──────── Task inputs
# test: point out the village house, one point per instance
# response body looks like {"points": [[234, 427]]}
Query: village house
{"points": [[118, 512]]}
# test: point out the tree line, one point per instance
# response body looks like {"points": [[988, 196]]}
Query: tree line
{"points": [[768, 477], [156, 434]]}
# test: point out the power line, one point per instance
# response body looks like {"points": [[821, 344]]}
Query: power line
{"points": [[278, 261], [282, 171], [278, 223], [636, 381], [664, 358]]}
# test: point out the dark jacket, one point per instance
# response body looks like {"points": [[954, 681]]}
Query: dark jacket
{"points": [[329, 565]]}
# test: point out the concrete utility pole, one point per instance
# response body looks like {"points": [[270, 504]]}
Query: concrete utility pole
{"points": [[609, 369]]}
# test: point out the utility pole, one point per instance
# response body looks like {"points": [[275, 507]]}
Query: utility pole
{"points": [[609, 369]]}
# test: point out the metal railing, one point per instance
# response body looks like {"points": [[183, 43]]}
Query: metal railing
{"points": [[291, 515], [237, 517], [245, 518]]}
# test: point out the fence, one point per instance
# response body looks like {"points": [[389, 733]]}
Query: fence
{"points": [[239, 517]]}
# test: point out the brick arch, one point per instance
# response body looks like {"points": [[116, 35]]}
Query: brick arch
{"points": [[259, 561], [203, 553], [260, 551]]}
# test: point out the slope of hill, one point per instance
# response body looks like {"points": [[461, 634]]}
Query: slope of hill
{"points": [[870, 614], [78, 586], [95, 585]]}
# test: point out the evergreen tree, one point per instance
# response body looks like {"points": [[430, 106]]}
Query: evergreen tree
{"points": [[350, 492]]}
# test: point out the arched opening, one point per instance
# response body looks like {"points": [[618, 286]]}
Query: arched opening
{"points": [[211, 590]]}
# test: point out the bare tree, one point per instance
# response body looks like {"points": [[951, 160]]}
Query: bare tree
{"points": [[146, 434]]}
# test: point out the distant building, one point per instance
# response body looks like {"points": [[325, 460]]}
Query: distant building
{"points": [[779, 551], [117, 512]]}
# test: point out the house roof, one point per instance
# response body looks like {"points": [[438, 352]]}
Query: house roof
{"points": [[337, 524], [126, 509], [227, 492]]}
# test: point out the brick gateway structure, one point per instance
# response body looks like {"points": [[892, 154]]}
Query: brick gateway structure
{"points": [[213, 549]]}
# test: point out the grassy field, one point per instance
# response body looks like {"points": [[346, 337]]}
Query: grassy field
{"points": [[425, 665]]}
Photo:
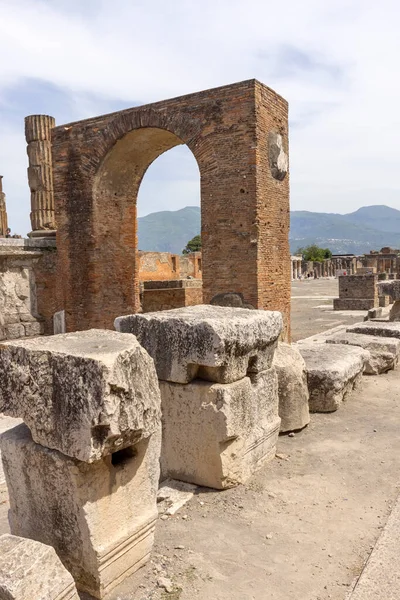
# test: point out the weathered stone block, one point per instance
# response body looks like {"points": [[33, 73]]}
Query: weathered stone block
{"points": [[384, 352], [86, 394], [30, 570], [293, 390], [99, 517], [214, 343], [380, 328], [332, 373], [217, 435]]}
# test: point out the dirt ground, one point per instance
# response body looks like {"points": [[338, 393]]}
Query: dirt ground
{"points": [[312, 308], [304, 525]]}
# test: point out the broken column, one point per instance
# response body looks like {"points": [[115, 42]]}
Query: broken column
{"points": [[292, 386], [40, 174], [219, 390], [392, 289], [30, 570], [83, 470], [3, 210]]}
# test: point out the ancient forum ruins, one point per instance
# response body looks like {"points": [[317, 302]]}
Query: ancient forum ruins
{"points": [[117, 393]]}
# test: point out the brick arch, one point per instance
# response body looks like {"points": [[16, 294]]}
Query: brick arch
{"points": [[115, 189], [238, 135]]}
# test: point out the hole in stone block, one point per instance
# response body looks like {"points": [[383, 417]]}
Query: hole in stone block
{"points": [[123, 456]]}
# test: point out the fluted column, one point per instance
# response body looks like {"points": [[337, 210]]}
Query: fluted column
{"points": [[40, 174], [3, 210]]}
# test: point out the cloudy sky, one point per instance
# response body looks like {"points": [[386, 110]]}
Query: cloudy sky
{"points": [[335, 61]]}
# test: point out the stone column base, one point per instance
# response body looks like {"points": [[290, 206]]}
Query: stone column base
{"points": [[217, 435], [99, 517]]}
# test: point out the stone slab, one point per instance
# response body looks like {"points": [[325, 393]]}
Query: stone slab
{"points": [[377, 328], [86, 394], [380, 578], [219, 344], [218, 435], [390, 288], [332, 373], [384, 352], [30, 570], [292, 385], [99, 517]]}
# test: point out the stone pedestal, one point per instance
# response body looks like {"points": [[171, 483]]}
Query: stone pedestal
{"points": [[30, 570], [218, 435], [99, 517], [84, 479], [292, 385], [219, 392], [40, 174], [3, 210]]}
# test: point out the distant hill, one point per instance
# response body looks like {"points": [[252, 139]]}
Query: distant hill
{"points": [[368, 228], [168, 231]]}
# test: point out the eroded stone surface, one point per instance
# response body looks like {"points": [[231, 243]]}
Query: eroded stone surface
{"points": [[217, 435], [30, 570], [293, 390], [380, 328], [99, 517], [86, 394], [332, 373], [214, 343], [384, 352]]}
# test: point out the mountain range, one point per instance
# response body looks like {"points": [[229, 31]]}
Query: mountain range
{"points": [[368, 228]]}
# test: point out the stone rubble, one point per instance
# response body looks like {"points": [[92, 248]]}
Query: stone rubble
{"points": [[292, 385], [219, 391], [30, 570], [99, 513], [101, 385], [332, 373], [219, 344]]}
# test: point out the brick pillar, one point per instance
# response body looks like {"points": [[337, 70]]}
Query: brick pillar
{"points": [[3, 210], [40, 174]]}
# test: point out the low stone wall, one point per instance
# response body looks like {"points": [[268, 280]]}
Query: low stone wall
{"points": [[357, 292], [165, 295], [27, 287]]}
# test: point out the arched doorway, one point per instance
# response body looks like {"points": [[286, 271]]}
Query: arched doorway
{"points": [[238, 135]]}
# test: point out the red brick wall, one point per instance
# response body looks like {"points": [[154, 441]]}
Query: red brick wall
────────────────
◆ **Work task**
In the answer, the entries must appear exactly as above, without the images.

◆ **Result for this exercise**
# test: point out the village house, one point per instance
# response body looks like {"points": [[234, 427]]}
Query: village house
{"points": [[118, 512]]}
# test: point out the tree line, one point per instance
# response body looks like {"points": [[988, 196]]}
Query: tree line
{"points": [[768, 477], [156, 434]]}
# test: point out the power line, one point per instance
# response body looks like {"points": [[821, 344]]}
Query: power line
{"points": [[278, 261], [282, 171], [278, 223], [636, 381], [664, 358]]}
# test: point out the dark jacket, one point per instance
# response body looks like {"points": [[954, 681]]}
Query: dark jacket
{"points": [[329, 565]]}
# test: point out the concrete utility pole, one point per instance
# response body looks like {"points": [[270, 504]]}
Query: concrete utility pole
{"points": [[609, 369]]}
# test: point out the utility pole, one point per instance
# response body looks like {"points": [[275, 507]]}
Query: utility pole
{"points": [[609, 369]]}
# test: point out the metal railing, one point per instance
# response body looks like {"points": [[183, 43]]}
Query: metal railing
{"points": [[291, 515], [237, 517], [245, 518]]}
# test: point out the fence, one point per instance
# response body looks like {"points": [[389, 733]]}
Query: fence
{"points": [[239, 517]]}
# test: point out the brick arch, one point per instance
# response body looks like {"points": [[116, 35]]}
Query: brick arch
{"points": [[259, 561], [203, 553], [260, 551]]}
# test: point out the slope of hill, one point per instance
# response body looks like {"points": [[461, 634]]}
Query: slope of hill
{"points": [[870, 614], [78, 586], [95, 585]]}
# test: point out the evergreen tree, one point per instance
# response body looks like {"points": [[430, 106]]}
Query: evergreen tree
{"points": [[350, 492]]}
# test: point out the arched opening, one point per instance
# response body looks like {"points": [[618, 286]]}
Query: arched opening
{"points": [[211, 590]]}
# test: point out the bare tree, one point per instance
# response body looks like {"points": [[951, 160]]}
Query: bare tree
{"points": [[146, 434]]}
# test: point out the distant building, one point per instance
# response body looks like {"points": [[325, 460]]}
Query: distant building
{"points": [[779, 551], [117, 512]]}
# test: point out the house roof, one point per instance
# response body looks like {"points": [[438, 352]]}
Query: house roof
{"points": [[337, 524], [126, 509], [227, 492]]}
# test: point out the brick gateway structure, one point per instance
# response body looks like {"points": [[892, 154]]}
Query: brick gateway structure
{"points": [[213, 549]]}
# test: point out the grassy field, one point per instance
# response body looks like {"points": [[346, 337]]}
Query: grassy field
{"points": [[425, 665]]}
Photo:
# test: point out the weathered stone block, one point per instance
# response body looks like {"points": [[33, 73]]}
Query: weathered stone block
{"points": [[384, 352], [86, 394], [30, 570], [293, 390], [99, 517], [214, 343], [380, 328], [332, 373], [217, 435]]}
# test: point out the dirt ground, one point per instance
# response body looks like {"points": [[338, 393]]}
Query: dirt ground
{"points": [[312, 308], [304, 525]]}
# test: point out the broken column, one point per instance
# response body looks like {"points": [[115, 42]]}
Query: broken column
{"points": [[292, 386], [40, 174], [219, 390], [392, 289], [30, 570], [83, 470], [3, 210]]}
# test: point out the ancient forum ruins, one point per instance
# response body looks like {"points": [[317, 302]]}
Query: ancient forum ruins
{"points": [[117, 393]]}
# test: point out the brick arch, one point per instance
# response body looks like {"points": [[16, 294]]}
Query: brick arch
{"points": [[115, 189], [238, 135]]}
# test: point out the hole in stone block, one point per instance
# response body looks like {"points": [[383, 417]]}
Query: hole in stone block
{"points": [[123, 456]]}
# test: point out the fluted column, one point per instance
# response body looks like {"points": [[337, 210]]}
Query: fluted column
{"points": [[40, 174], [3, 210]]}
# test: point out the cloudy sky, one point per instance
# response body looks like {"points": [[386, 110]]}
Query: cloudy sky
{"points": [[335, 61]]}
# test: point out the stone column base, one point per instance
# response body looks like {"points": [[290, 206]]}
Query: stone column base
{"points": [[217, 435], [99, 517]]}
# test: point out the stone slab, one point per instance
# response body looks like {"points": [[325, 393]]}
Query: stone slab
{"points": [[377, 328], [86, 394], [380, 578], [219, 344], [218, 435], [390, 288], [332, 373], [384, 352], [30, 570], [292, 385], [99, 517]]}
# test: point out the stone pedestal, one point per instance
# response body looks like {"points": [[171, 483]]}
Query: stone pedestal
{"points": [[30, 570], [218, 435], [99, 517], [84, 479], [292, 385], [219, 392], [40, 174], [3, 210]]}
# test: point out the distant hill, one point per instance
# response body looks like {"points": [[252, 139]]}
Query: distant hill
{"points": [[368, 228], [168, 231]]}
# test: point out the eroded stone surface, one point per instance
# response body looks like {"points": [[231, 243]]}
Query: eroded stone surface
{"points": [[217, 435], [30, 570], [293, 390], [380, 328], [99, 517], [86, 394], [332, 373], [214, 343], [384, 352]]}
# test: point out the mountain range, one point per instance
# response body looks like {"points": [[229, 31]]}
Query: mountain range
{"points": [[368, 228]]}
# test: point out the stone rubble, one point per instance
# response body looks like {"points": [[92, 248]]}
Query: stone rubble
{"points": [[292, 385], [219, 391], [30, 570], [99, 513], [101, 385], [332, 373], [219, 344]]}
# test: point out the brick pillar, one point per instance
# response body looks like {"points": [[337, 70]]}
Query: brick pillar
{"points": [[3, 210], [40, 174]]}
# test: point out the low stone wall, one point per instance
# response body looks like {"points": [[268, 280]]}
Query: low stone wall
{"points": [[357, 292], [165, 295], [27, 287]]}
# test: point out the arched doorway, one point per instance
# response body looks like {"points": [[286, 271]]}
Query: arched doorway
{"points": [[238, 135]]}
# test: point out the red brick wall, one point per instance
# response body looks like {"points": [[154, 441]]}
Query: red brick wall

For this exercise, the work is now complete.